SELECTED TEXT:

****

The red rocks and yellow shelves of sandstone rose and fell everywhere in the landscape. We felt adrift in the seas of geologic beauty. And yet other human beings plainly clambered all over the place. These other souls were also adrift, sort of. Some bore tired, puzzled expressions. Some beamed with joy. It was much as if everyone had hopped from the decks of the Titanic before it sank and discovered the seas were tranquil and warm. Kids kept complaining about the effort they spent to maintain their continued existence, of course. Someone wondered aloud if this were part of the trip because they had signed up for snorkeling. 

"I forgot my snorkel back on the ship."

"Well, you can't get it now!"

Except it was sunscreen they forgot and it was in the car. And mothers always looked daggers about it.

In short, it was very people-y. But it was beautiful, too. And the wandering, clambering folks around us were wonderful in their very human ways. When I climbed on the precipice next to a cliff so I could lie down in the shade, a woman copied me farther upslope. A different woman held her kids back so they wouldn't walk right next to the plummeting edge. Later, when Diane and I hiked to one of the famous arches, a half-dozen people scooted out of the way near the end of the trail, wordlessly, so we could get a better picture.

****

EXTRACTED RECORDS:
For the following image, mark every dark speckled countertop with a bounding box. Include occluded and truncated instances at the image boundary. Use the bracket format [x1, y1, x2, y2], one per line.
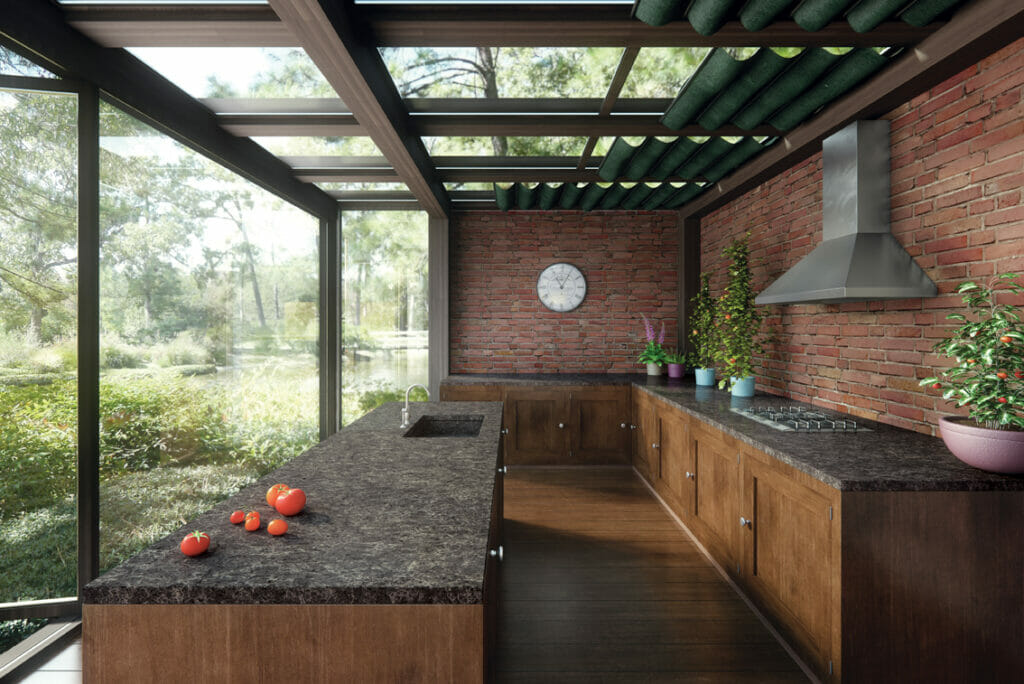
[84, 402, 502, 604]
[444, 374, 1024, 491]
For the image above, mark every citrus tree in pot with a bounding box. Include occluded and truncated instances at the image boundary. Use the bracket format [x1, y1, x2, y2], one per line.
[921, 273, 1024, 474]
[690, 273, 718, 387]
[716, 234, 763, 396]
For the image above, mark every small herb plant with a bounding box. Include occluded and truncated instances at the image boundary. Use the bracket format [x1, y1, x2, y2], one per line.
[921, 273, 1024, 430]
[716, 233, 763, 389]
[690, 273, 718, 369]
[637, 313, 669, 366]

****

REQUIRED TASKS:
**A)** In the sandstone landscape passage above the data, list each thing other visitors did near the narrator and Diane in the final paragraph.
**B)** Write the next part of the sandstone landscape passage, picking up after its last sentence.

SOLVED TASKS:
**A)**
- A woman copied the narrator by lying down farther upslope.
- A different woman held her kids back so they wouldn't walk right next to the plummeting edge.
- About half a dozen people scooted out of the way near the end of the trail to one of the famous arches, without a word, so the narrator and Diane could get a better picture.

**B)**
Some hikers asked us for directions. Others posed for selfies. Still more read the signs or pointed out how the natural arches had been formed. They understood geology. Maybe they understood human nature. Once, as we strode along the trail from arch to arch, a couple asked us to take their picture. They politely offered to take ours in return. 

For a thousand specimens of humanity who wanted to get away from their kin in what was supposed to be an isolated, desert wilderness, they were pretty good. They were so polite, in fact, I'd say they were nearly examples of humankind at its best.

Not all of them. But still, they were decent to one another even in the most oppressive, crankiness-inducing heat of the day.